EXCERPTED PASSAGE:

* * * * * * * * *

Now what really counts is what happens to the assaulter. Anything less than being locked up will send the wrong message.
Question Author
I’m currently watching Talk TV ( normally never have tv on during the day) apparently a law was proposed re the punishment for knife crime ,it was passed that if a person carrying a knife and using it…..for the second time!!! They should receive a custodial sentence but judges are using loopholes not to adhere to this !
I bet there is no cane or birch to be found in that school as a result of our so-called civil society. it would appear that discipline in school is ignored so they ride rough shod over those who are supposed to uphold it and it comes back to bite them.
It wont bite thise making the decisions though. They are safely tucked behind their faceless desks.
The level of violence is getting worse. I've been assaulted a couple of times over the 30 yr. period from 1972/2001.

The first time (Buttershaw Comp.) a big 15 yr. old thug who didn't like me standing behind him to ensure he got on with his work, suddenly threw his chair back and smashed me across the shins with the crossbar on the legs - agony and bleeding legs. He was removed from class and caned.

* * * * * * * * *

REQUIRED TASKS:
(A) List every number written in numerals in the passage on assault and school discipline.
(B) Show each line of the rows that contains the string "brush", matching case exactly.

Dataset rows
* * * * * * * * *

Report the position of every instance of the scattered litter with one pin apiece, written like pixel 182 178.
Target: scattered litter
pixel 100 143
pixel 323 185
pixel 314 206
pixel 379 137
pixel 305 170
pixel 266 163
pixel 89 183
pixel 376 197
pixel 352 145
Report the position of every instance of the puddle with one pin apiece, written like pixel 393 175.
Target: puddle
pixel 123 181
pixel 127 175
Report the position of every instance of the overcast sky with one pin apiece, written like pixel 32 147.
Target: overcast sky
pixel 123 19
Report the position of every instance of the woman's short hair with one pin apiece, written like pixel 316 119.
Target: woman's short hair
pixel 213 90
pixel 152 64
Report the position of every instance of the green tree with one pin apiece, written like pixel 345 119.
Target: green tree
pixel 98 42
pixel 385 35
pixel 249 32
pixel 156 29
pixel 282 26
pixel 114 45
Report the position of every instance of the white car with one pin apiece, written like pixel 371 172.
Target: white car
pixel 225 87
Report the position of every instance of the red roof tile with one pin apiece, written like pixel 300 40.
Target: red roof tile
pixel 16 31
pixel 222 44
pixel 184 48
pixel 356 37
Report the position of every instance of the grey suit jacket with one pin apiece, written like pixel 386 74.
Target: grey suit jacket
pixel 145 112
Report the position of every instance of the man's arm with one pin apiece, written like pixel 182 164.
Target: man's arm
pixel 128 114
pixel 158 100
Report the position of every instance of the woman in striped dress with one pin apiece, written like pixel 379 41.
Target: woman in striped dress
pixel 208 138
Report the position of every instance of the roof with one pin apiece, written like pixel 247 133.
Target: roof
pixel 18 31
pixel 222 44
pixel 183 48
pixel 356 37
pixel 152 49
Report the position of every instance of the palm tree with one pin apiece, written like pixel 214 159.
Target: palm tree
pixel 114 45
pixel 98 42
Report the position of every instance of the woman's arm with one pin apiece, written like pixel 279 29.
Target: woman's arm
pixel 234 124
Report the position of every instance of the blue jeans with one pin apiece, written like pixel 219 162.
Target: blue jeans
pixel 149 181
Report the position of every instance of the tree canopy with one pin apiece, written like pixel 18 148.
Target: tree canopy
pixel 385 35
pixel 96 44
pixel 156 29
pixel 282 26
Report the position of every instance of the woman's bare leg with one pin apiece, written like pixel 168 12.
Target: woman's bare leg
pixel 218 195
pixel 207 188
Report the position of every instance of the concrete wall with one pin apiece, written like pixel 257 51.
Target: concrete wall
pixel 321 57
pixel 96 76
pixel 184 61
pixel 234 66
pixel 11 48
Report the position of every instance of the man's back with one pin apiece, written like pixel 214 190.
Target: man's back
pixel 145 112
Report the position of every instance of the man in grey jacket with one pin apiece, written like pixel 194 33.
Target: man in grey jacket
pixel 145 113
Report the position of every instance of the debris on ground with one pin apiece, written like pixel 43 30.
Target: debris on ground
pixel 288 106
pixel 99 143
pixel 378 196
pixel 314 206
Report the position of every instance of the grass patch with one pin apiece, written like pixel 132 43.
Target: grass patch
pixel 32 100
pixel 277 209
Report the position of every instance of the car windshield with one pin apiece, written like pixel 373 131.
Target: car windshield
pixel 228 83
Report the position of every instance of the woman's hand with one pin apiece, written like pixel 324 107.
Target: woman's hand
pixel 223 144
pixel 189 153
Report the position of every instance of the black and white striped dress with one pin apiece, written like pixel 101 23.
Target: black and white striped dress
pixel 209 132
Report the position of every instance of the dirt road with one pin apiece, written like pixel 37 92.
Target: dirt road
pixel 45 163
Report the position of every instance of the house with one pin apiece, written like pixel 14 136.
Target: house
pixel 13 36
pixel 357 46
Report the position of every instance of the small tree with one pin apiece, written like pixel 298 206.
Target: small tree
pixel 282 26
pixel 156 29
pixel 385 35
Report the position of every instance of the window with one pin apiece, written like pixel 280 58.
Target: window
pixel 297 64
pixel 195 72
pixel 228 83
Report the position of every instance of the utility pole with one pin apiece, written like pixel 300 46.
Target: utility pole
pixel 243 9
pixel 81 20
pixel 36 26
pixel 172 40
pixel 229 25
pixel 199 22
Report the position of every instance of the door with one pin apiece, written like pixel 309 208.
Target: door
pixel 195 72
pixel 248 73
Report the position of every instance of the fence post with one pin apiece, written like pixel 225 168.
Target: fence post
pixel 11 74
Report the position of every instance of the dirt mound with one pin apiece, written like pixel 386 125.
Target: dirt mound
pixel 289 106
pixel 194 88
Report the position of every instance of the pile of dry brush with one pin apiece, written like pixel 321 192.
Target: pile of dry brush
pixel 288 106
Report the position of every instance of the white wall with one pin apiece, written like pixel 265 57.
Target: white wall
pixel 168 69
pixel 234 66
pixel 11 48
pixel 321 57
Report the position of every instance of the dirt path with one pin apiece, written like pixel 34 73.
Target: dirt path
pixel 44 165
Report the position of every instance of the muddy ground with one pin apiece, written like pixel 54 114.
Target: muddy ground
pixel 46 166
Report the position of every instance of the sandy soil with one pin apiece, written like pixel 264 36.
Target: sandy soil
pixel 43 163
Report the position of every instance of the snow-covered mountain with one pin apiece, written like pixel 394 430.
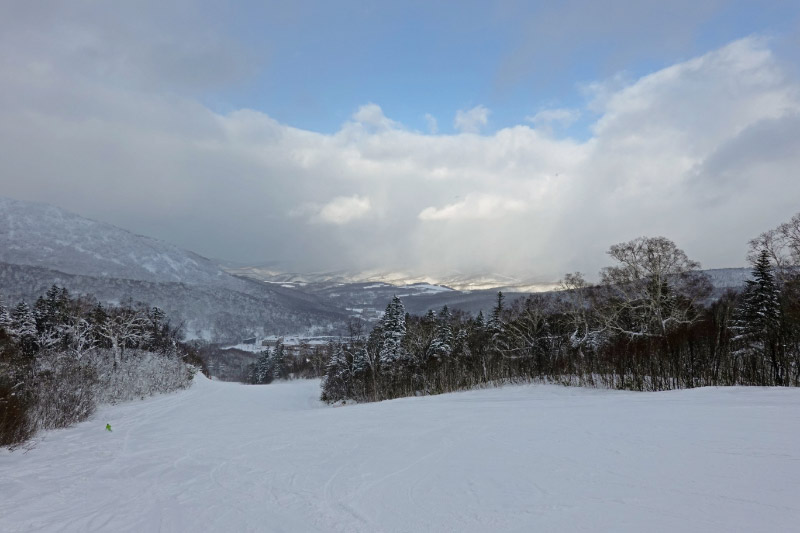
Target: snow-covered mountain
pixel 41 245
pixel 45 236
pixel 455 281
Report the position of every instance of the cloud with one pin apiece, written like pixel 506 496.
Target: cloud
pixel 471 120
pixel 474 207
pixel 433 124
pixel 704 151
pixel 372 115
pixel 344 209
pixel 562 116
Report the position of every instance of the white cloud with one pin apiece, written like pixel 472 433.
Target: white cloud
pixel 561 116
pixel 433 124
pixel 471 120
pixel 704 152
pixel 344 209
pixel 372 115
pixel 474 207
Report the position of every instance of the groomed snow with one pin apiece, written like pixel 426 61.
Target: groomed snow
pixel 227 457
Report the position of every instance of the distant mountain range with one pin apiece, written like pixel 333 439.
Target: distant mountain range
pixel 457 281
pixel 41 245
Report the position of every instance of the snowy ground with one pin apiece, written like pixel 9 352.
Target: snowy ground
pixel 228 457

* * * * * * * * *

SOLUTIONS BELOW:
(A) 30, 1972, 2001, 15

(B)
Report the position of every instance of the pile of dry brush with one pin apiece, written like pixel 321 192.
Target: pile of dry brush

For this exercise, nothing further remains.